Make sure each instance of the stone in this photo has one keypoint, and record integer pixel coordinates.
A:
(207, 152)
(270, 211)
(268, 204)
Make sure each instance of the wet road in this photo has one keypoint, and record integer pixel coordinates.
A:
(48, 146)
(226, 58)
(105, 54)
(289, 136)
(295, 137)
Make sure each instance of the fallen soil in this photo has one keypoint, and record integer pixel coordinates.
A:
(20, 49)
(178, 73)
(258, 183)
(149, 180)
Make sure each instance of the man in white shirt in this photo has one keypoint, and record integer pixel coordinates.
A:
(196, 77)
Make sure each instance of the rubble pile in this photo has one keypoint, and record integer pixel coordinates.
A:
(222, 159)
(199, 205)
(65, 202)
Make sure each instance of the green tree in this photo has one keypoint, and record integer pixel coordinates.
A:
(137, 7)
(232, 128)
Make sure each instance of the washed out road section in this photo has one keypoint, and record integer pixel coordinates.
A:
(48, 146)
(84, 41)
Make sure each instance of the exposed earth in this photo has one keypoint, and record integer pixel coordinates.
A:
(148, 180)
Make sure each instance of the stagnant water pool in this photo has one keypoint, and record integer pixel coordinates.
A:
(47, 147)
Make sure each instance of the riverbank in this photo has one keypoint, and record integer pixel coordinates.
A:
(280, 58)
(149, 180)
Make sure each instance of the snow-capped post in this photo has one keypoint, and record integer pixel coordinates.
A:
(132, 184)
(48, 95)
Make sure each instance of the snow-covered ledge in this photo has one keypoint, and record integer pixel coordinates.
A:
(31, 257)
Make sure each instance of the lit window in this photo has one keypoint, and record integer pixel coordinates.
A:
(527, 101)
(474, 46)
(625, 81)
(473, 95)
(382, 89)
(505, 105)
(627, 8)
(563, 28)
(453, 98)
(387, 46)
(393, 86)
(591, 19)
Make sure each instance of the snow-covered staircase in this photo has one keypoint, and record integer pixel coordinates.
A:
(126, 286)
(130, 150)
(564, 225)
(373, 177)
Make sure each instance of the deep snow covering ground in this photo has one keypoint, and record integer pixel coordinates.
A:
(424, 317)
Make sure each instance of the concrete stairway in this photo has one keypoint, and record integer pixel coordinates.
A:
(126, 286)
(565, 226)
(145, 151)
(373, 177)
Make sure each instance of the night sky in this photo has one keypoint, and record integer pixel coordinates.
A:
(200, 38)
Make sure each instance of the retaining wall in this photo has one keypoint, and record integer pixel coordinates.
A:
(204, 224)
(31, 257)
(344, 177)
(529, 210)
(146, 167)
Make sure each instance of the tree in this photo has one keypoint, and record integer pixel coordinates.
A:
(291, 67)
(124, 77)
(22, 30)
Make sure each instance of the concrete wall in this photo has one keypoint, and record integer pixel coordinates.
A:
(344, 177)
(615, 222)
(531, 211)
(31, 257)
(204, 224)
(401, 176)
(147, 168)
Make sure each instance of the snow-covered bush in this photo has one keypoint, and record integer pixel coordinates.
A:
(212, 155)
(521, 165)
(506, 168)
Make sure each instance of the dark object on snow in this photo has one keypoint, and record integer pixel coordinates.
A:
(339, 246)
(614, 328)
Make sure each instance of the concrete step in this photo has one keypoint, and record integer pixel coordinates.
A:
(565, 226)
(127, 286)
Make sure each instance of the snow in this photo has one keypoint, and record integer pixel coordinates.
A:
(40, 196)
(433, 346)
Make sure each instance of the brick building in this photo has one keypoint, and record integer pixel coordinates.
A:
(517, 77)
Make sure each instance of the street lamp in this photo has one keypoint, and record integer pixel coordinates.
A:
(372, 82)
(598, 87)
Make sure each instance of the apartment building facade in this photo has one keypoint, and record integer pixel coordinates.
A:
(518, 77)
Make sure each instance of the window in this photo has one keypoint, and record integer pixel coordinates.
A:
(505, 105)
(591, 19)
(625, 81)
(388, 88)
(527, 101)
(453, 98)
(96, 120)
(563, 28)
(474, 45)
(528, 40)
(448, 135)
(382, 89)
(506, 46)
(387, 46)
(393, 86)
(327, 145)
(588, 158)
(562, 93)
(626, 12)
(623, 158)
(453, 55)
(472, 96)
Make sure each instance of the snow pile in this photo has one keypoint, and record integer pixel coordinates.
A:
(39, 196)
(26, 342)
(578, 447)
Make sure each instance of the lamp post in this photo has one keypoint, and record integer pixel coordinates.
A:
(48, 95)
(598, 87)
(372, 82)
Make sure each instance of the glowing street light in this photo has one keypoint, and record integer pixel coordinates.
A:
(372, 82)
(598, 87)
═══
§ What the task asks
Lines in the data that hold "window" must be located and copied.

§ Solution for this task
Make sure each instance of the lit window in this photo has one keypoint, and record integer pixel coordinates.
Make sure each instance of the window in this photo has one keypoint, and record integer pixel coordinates.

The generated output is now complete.